| Problem to solve |
Extend the post on stroads and US traffic deaths from the point where it stops.

Saw this in a recent article, thought might as well post up
  • What is a stroad? One type of roadway that’s especially dangerous is what Charles Marohn, a municipal engineer and urban planner, calls a “stroad”: places that try to be both a street, with access to shopping and leisure, and a road, where drivers move from place to place at high speeds, but do neither well.
The article was from Vox:
In which they include:
  • Cars killed 42,060 people in 2020, up from 39,107 in 2019, according to a preliminary estimate from the National Safety Council (NSC), a nonprofit that focuses on eliminating preventable deaths. (NSC’s numbers are typically higher than those reported by the National Highway Traffic Safety Administration (NHTSA) because the NSC includes car deaths in private spaces like driveways and parking lots, and it counts deaths that occur up to a year after a crash.)
  • That increase occurred even as the number of miles traveled by car decreased by 13 percent from the previous year. It was the biggest single-year spike in the US car fatality rate in nearly a century, and 2021 is on pace to be even worse.
  • In a recent report on car fatality rates in OECD nations, the US ranked among the worst. Most of America’s peers have shown a clear downward trend in car fatalities over the past two decades: Belgium, France, Spain, and the Czech Republic all had per capita car death rates comparable to the US in 2000 and have since more than halved them. America’s fatality rate has decreased, too, over the same period but not by nearly as much, and it’s started to show signs of ticking back up in the past decade.

| Given information |

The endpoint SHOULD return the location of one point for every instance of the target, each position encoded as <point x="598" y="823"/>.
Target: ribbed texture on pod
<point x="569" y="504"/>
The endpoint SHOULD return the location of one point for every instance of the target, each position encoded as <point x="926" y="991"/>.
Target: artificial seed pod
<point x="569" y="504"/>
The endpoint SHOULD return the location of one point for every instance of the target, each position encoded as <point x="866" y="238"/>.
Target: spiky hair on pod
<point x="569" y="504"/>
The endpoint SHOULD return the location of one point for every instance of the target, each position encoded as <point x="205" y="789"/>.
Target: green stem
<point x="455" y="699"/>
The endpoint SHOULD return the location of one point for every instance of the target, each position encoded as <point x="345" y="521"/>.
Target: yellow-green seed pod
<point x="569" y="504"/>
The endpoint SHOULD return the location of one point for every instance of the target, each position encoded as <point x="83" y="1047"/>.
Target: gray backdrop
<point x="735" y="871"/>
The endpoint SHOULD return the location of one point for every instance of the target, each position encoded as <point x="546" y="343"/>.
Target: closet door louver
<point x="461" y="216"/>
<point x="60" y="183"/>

...

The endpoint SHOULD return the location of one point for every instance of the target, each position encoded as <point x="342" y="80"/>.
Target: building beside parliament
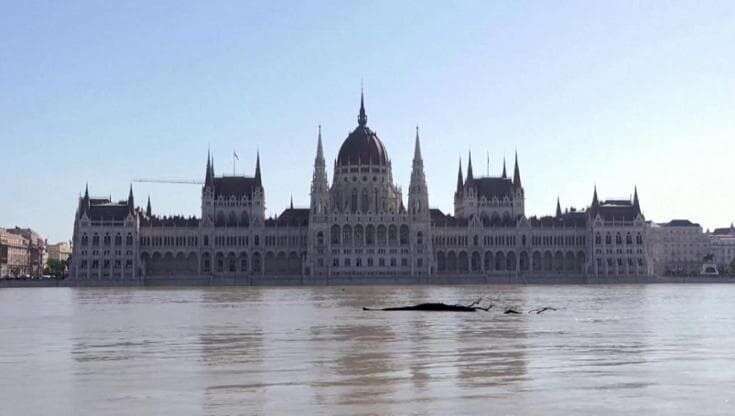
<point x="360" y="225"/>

| Result of the exercise |
  • And like so many other major causes of mortality, people of color are disproportionately affected. Cars last year killed 23 percent more Black Americans and 11 percent more Native Americans than they did in 2019 (compared to a 4 percent increase for white Americans).
  • Cars killed 6,205 people walking in 2019, an increase of 51 percent from 4,109 in 2009, according to the NHTSA. (The National Safety Council estimates a higher number, 7,700 pedestrians killed in 2019.)
  • Worldwide, the car death rate is even higher than in the US, and it’s especially bad in the Global South. Cars kill 1.3 million people worldwide every year, more than murders and suicides combined, and most victims are pedestrians, bikers, and motorcyclists — not car passengers, who tend to be wealthier
  • How to bring down car deaths: Controlling speeds on roads is the most important goal of any car safety strategy.